[[ Source extract open ]]
It’s been almost 7 years now since I kicked cow milk to the curb and I can tell you that I haven’t felt any better! Today, I only eat raw cow cheese as I have found that the natural enzymes in unpasteurized milk make a big difference. Still, since we live in Georgia and raw cow milk is illegal to drink, I am quite intent with my coconut and almond milk!
Cow Milk Substitutes
Like many people fresh off of dairy, I went through the cycle of soy and rice milk thinking that they were good for me. After I discovered that unfermented soy is just as bad as diary, and rice milk is nothing more than sugar water, I finally found “home.” Coconut and almond milk! These two are absolutely my favorites and I use either one or a combination of the two in all of my dishes calling for milk. Both are extremely nutritious and super tasty and our kids just love them!
[[ Source extract closed ]]
[[ Records open ]]
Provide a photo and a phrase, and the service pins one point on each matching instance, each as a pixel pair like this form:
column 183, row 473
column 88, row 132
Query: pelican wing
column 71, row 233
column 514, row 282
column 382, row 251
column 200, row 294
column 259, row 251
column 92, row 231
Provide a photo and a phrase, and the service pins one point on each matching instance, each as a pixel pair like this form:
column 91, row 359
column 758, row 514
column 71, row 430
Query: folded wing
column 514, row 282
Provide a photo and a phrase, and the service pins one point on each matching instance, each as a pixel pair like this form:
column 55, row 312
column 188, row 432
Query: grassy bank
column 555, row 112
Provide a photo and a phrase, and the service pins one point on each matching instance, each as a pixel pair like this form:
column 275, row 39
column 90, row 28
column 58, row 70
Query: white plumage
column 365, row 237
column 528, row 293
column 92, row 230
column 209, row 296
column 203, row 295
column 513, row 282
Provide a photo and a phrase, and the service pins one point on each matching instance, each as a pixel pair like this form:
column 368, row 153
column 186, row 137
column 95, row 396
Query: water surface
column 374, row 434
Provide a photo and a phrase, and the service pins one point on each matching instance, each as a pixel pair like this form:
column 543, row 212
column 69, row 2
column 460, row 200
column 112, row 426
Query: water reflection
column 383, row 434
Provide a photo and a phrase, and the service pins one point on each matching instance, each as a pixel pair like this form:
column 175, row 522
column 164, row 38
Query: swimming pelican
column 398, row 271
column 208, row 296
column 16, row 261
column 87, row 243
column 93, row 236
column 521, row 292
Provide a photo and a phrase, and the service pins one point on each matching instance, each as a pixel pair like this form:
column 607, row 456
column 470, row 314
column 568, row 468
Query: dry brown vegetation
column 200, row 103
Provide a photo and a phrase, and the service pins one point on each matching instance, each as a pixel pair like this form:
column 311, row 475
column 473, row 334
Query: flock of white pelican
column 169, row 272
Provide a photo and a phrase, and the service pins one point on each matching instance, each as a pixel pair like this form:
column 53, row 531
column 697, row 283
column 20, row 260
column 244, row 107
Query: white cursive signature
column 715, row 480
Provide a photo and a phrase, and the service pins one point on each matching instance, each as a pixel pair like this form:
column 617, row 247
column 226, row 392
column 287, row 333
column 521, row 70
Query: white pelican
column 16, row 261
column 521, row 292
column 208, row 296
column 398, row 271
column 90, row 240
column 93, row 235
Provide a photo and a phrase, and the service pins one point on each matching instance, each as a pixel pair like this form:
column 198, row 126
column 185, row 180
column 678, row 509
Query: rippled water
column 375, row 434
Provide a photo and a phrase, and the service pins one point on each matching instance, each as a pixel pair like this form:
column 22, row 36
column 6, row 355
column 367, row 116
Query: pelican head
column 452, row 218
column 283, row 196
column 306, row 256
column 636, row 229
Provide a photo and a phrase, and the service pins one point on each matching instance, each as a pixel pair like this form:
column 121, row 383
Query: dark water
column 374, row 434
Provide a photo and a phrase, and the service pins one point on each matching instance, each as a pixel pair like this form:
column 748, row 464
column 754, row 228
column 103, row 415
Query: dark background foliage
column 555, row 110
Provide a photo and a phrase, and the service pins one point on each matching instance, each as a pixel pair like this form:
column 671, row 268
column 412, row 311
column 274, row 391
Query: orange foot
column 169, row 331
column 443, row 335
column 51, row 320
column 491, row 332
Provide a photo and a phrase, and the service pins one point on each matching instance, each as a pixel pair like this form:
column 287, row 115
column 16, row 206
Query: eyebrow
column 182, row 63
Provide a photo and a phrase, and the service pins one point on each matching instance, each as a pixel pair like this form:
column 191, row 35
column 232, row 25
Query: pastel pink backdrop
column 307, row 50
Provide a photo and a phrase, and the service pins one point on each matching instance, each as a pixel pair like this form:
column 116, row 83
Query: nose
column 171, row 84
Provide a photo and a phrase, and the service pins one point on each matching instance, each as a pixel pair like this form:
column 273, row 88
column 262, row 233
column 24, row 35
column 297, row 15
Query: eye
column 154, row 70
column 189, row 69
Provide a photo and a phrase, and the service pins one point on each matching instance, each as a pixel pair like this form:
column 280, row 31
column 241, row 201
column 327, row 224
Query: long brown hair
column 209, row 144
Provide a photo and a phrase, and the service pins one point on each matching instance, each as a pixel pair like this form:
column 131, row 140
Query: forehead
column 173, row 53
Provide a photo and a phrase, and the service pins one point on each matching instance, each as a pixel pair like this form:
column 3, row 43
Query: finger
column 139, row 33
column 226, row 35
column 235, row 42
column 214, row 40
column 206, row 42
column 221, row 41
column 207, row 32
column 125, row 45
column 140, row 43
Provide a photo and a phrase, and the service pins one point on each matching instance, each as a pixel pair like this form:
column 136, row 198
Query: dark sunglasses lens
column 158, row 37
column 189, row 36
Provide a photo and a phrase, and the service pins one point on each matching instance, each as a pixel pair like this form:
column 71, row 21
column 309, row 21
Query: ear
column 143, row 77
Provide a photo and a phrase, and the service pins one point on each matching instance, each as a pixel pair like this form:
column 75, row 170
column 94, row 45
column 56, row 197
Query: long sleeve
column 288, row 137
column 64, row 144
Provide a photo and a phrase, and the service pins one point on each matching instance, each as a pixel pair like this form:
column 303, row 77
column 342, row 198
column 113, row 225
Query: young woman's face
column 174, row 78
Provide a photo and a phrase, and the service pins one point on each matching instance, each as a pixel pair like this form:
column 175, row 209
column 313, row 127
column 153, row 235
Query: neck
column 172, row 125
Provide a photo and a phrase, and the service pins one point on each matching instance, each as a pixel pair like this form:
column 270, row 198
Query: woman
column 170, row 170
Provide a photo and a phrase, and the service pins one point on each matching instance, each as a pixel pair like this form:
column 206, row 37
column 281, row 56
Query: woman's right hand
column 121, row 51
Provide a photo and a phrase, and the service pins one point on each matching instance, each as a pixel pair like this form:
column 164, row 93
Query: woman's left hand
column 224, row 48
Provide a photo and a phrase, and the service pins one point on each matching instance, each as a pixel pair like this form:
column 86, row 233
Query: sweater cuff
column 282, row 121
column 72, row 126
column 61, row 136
[[ Records closed ]]
*Your instructions*.
Please continue the piece above about giving up cow milk for coconut and almond milk, starting right after its last sentence.

*Answer to the exercise*.
Getting Your Hands on Some Good Milk
When shopping for almond milk, make sure that it doesn’t add sugar, evaporated cane juice or “enhanced” flavorings. Our favorite is Blue Diamond Almond Breeze. It’s fortified with vitamins and minerals, and is storage-shelf friendly. Just make sure to get the unsweetened one!
Of course, nothing is healthier or tastier than making your own! I highly recommend trying out this recipe created by my very talented little-sister-in-Christ, Kelcie Morgan. She has one of my favorite food blogs “Kelcie’s Kreations“.
- 2 cups organic raw sprouted almonds
- 1 cup organic pitted dates (use more or less to control desired sweetness)
- 1 tablespoon organic pure vanilla extract
- 1 cup purified or distilled water
- 1 ½ cup organic raw coconut water
- Place the almonds, dates, vanilla, water, and coconut water in a high-powered blender. Blend for 2-4 minutes, or until thick and creamy
- Line a fine-mesh strainer with a "nut milk" bag or cheesecloth and strain.
- Place in the refrigerator for several hours to chill. Enjoy!